_EXERCISE DESCRIPTION_.
Return every one of the records below verbatim, changing nothing.

_SUPPLIED MATERIAL_.
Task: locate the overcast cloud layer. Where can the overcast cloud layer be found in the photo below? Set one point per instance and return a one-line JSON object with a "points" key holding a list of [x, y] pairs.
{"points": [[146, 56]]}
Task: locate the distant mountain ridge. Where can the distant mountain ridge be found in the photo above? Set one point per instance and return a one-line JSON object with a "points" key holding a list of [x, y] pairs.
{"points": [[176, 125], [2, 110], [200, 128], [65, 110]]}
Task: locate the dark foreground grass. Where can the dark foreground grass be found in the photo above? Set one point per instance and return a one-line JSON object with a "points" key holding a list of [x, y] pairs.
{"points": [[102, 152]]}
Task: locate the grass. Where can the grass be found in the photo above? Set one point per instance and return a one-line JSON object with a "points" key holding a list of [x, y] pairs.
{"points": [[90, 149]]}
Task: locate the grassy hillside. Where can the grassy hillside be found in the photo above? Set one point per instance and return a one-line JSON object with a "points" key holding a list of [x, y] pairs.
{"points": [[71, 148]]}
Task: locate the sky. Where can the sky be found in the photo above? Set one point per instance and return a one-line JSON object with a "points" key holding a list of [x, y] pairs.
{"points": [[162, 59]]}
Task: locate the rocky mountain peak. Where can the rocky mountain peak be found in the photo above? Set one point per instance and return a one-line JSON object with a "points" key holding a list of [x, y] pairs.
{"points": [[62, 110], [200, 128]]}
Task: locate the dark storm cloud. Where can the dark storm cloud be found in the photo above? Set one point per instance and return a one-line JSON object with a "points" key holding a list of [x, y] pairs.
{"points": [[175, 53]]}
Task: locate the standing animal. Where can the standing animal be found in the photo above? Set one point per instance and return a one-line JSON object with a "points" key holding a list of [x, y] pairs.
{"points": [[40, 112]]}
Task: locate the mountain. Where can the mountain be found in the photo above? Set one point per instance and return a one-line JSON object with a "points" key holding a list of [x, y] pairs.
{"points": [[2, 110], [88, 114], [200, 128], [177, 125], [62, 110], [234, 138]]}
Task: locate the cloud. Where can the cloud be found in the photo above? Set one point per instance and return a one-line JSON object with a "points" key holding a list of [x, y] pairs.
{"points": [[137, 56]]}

_THE RESPONSE_.
Task: locate the overcast cloud layer. Where can the overcast cloud layer be found in the photo below? Set one point per instance and return a one-line JSON object with a "points" key holding a list of [x, y] pairs.
{"points": [[146, 56]]}
Task: locate the distant mountain ridge. Where can the distant mountain ridge be found in the photo above? Set one point per instance and return a one-line JSON object with a "points" key holding a list of [x, y] pairs.
{"points": [[176, 125], [2, 110], [200, 128], [65, 110]]}
Task: locate the dark foreground grass. Where can the dark foreground grass be found in the photo above? Set one point per instance and return a one-line JSON object with a "points" key holding a list of [x, y] pairs.
{"points": [[102, 152]]}
Task: locate the grass. Where can the grass be found in the photo above? Set one point per instance and return a one-line JSON object with a "points" key holding a list of [x, y] pairs.
{"points": [[90, 149]]}
Task: locate the grassy hillside. Where can the grassy hillside be found in the photo above? Set one point per instance and return a one-line JSON object with a "points" key holding a list of [x, y] pairs.
{"points": [[71, 148]]}
Task: locate the sky. Where can the sky be found in the photo above? Set one point per instance and return a one-line JSON object with a "points" key holding a list of [x, y] pairs.
{"points": [[162, 59]]}
Task: locate the rocky mountain peak. Where can the rocky mountain peak be found in the photo above? Set one point per instance and return a one-line JSON object with a "points" key holding a list of [x, y] pairs.
{"points": [[62, 110], [200, 128]]}
Task: locate the dark storm cloud. Where can the dark storm cloud be found in the photo above? Set one point per instance and return a one-line JSON object with a "points" key holding a list of [x, y] pairs.
{"points": [[175, 53]]}
Task: locate the standing animal. Where can the standing animal be found in the photo above? Set one point per instance and return a one-line JSON object with a "points" key holding a list of [x, y] pairs.
{"points": [[40, 112]]}
Task: locate the mountain. Where can the mountain be found in the photo above? Set one point per instance and return a one-line JSON object with a "points" key holding a list of [x, y] pairs.
{"points": [[2, 110], [88, 114], [200, 128], [177, 125], [62, 110], [234, 138]]}
Task: locate the cloud. Where can the cloud be found in the photo above? Set one point per instance and return a one-line JSON object with a "points" key holding a list of [x, y] pairs.
{"points": [[137, 56]]}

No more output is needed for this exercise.